**Prompt**
In the blog post about the writer's dogs, why does the writer wonder whether Penny "had us" instead of the family having Penny?

Posted in Writing, Writing exercises

My Relationship With My Dog

So, before you say anything, I did write as I said I would but I am just now blogging it. Enjoy!

Writing Prompt 2: A picture is more than a blank page. (Disagree!) Pick a photo from your photo album (in your phone) and meditate on how it makes you feel.

Our Relationship With Our Dogs

Zander My Siberian Husky

This is my boy, Zander. A Siberian Husky. One blue eye, one brown. This dog, as everyone knows, is my dog. My boy.

Penny, Our First Pup

Growing up we had Penny. Or was it that Penny had us; choose us. Pretty sure that dogs choose their owners and their pack, not the other way around. She certainly choose my father. A tangent:

My brother was maybe four of five years old and he had asked my mother for some “monies.” She gave him a jar of pennies. He took the pennies and bee-lined it to the quad that separated our townhouses to the park. But sitting in the quad was a man we’d not seen before in our neighborhood and his cardboard box. My brother met the stranger, with complete confidence of his actions, and put three pennies on the man’s thigh. He counted them: One. Two. Three. He then scooped down in to the cardboard box and picked up, incidentally, three-day old collie-boxer puppies. Three monies. Three dogs. It was simple math, really. Not sure if he thanked the man or just turned on his heel and headed home.

Phrase grounding data
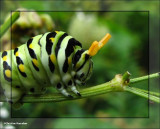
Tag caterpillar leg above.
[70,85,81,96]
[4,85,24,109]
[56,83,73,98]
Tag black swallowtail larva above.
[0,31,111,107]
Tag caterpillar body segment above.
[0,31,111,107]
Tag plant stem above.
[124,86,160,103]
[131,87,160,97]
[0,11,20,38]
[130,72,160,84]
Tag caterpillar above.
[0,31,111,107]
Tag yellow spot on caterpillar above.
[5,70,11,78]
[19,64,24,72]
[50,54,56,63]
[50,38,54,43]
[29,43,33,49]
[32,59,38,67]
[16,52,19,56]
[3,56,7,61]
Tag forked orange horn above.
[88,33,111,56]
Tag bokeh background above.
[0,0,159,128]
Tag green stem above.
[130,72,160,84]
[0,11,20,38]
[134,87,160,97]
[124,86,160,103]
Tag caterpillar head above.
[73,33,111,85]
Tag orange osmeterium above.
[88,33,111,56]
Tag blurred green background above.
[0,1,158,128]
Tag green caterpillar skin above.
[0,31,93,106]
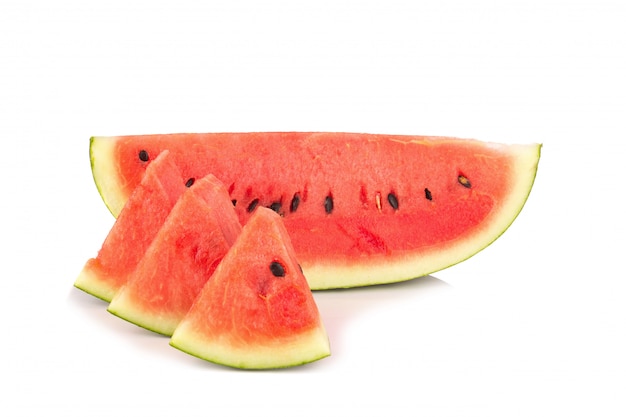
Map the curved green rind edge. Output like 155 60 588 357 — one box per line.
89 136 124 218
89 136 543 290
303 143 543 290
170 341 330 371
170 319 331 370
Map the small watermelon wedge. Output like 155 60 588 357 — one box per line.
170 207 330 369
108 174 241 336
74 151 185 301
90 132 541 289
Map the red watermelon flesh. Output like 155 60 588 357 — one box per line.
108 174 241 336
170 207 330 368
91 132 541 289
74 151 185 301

**Solved exercise**
The writer believes that dogs choose their owners and their pack, not the other way around. So it seems more accurate to say that Penny chose the family.